━━ The data ━━

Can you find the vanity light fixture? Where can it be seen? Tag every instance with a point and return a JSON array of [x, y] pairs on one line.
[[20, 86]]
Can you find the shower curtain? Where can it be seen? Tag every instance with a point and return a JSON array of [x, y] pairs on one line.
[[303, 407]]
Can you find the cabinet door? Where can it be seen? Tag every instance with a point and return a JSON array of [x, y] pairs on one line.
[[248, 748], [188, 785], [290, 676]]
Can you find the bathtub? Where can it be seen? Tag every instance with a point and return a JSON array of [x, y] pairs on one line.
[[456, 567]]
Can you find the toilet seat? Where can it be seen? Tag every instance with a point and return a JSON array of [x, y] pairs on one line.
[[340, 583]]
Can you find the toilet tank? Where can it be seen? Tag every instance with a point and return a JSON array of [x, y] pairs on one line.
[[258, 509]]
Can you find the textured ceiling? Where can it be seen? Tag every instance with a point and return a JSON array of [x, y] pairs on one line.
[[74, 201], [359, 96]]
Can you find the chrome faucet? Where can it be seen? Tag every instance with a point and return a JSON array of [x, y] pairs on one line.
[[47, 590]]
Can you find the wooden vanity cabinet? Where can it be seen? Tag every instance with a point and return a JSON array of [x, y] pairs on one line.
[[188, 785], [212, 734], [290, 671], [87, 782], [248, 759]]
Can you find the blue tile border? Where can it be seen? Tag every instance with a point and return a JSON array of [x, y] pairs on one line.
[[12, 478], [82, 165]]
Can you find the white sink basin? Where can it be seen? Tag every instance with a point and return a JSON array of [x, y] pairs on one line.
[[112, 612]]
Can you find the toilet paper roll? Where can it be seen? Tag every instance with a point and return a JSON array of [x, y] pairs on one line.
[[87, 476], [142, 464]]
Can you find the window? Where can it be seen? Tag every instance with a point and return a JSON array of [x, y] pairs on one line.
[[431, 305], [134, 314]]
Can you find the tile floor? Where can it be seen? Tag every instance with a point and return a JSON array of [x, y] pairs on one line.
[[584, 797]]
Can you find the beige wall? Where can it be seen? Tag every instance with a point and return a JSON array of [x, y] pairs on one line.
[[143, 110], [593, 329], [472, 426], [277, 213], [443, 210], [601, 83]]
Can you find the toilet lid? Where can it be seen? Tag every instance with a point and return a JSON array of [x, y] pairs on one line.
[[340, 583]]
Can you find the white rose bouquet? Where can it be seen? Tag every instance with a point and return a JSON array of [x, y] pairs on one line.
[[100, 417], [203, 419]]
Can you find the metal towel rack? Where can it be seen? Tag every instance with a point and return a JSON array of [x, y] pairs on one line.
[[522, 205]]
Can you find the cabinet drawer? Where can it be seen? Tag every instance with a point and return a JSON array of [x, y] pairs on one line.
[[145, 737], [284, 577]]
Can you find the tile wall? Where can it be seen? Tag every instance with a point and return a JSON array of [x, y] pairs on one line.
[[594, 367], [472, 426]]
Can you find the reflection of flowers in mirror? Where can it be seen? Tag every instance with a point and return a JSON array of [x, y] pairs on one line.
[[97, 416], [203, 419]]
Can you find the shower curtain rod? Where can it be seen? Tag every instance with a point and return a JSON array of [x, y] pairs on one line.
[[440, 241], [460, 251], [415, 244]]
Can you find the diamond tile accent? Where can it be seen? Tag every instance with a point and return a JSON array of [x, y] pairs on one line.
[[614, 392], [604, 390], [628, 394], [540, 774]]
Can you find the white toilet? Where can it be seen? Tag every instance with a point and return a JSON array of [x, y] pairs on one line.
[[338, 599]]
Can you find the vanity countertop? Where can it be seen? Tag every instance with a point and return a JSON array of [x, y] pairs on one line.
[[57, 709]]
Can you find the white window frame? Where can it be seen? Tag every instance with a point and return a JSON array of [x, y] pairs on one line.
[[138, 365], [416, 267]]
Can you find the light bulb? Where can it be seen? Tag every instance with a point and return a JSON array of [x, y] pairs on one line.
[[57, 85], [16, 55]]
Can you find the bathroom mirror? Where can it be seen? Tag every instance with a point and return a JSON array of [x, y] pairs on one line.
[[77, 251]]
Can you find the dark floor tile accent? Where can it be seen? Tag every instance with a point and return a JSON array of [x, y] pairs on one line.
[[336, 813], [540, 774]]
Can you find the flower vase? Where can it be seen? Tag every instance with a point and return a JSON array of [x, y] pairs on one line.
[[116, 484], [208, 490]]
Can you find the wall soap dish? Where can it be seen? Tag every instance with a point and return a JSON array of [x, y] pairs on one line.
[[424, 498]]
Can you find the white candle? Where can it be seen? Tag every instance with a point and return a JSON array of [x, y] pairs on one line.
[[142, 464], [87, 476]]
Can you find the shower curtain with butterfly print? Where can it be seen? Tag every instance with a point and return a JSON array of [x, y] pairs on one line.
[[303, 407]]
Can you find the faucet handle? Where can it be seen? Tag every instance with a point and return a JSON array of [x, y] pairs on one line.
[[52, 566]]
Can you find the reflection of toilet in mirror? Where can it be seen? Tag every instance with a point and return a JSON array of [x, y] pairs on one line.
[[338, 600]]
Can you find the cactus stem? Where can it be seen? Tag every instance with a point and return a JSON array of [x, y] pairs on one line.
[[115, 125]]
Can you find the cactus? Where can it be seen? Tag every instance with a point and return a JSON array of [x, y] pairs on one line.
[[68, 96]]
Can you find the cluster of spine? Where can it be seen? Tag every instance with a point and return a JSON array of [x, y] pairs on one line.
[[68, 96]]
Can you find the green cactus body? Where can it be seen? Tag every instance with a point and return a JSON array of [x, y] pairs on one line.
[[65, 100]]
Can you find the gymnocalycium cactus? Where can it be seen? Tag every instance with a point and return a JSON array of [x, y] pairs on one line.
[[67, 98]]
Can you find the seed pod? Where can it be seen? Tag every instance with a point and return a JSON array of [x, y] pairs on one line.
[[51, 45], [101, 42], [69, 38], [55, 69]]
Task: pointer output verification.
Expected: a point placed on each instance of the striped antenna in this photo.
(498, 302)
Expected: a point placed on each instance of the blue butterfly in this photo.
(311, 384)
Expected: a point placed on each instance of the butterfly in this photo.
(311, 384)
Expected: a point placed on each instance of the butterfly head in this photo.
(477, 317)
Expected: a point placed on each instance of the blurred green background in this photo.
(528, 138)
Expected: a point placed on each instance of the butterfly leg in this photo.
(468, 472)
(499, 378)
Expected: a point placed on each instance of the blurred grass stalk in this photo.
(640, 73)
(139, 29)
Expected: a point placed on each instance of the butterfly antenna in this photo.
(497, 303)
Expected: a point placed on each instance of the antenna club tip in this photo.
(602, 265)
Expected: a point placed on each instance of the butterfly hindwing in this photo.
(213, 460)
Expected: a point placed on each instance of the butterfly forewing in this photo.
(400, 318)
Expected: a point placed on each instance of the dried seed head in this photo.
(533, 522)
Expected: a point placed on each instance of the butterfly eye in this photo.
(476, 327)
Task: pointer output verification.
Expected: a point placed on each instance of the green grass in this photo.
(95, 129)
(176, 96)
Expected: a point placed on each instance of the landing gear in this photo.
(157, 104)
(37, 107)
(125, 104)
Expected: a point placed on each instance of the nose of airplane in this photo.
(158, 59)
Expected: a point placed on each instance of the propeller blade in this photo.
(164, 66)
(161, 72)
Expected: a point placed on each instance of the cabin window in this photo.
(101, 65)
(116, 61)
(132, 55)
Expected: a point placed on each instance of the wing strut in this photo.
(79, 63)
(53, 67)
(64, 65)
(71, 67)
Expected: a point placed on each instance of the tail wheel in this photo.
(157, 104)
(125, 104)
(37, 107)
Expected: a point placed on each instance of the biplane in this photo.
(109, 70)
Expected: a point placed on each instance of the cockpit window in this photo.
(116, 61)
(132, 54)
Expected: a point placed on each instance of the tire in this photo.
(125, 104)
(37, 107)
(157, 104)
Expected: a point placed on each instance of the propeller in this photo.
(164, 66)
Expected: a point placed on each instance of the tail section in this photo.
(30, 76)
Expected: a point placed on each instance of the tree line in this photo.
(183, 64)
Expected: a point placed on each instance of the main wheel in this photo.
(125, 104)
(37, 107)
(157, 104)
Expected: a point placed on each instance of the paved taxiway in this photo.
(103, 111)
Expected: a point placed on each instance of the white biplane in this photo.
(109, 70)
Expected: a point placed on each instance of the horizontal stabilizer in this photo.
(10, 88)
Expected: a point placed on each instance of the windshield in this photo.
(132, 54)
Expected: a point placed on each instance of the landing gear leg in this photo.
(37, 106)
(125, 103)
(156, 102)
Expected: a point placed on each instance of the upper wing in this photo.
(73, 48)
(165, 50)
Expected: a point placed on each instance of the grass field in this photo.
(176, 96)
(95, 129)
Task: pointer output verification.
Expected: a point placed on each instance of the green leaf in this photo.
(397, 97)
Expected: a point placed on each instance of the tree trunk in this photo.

━━━

How to complete this task:
Find the line that contains "Expected: a point placed on each instance of the grass". Copy it and every line after it to the end of the records, exactly, and nothing more.

Solution to the exercise:
Expected: a point placed on each instance of the grass field in this photo.
(176, 96)
(95, 129)
Task: pointer output verification.
Expected: a point placed on each instance of the green leaf in this photo.
(397, 97)
Expected: a point placed on each instance of the tree trunk in this photo.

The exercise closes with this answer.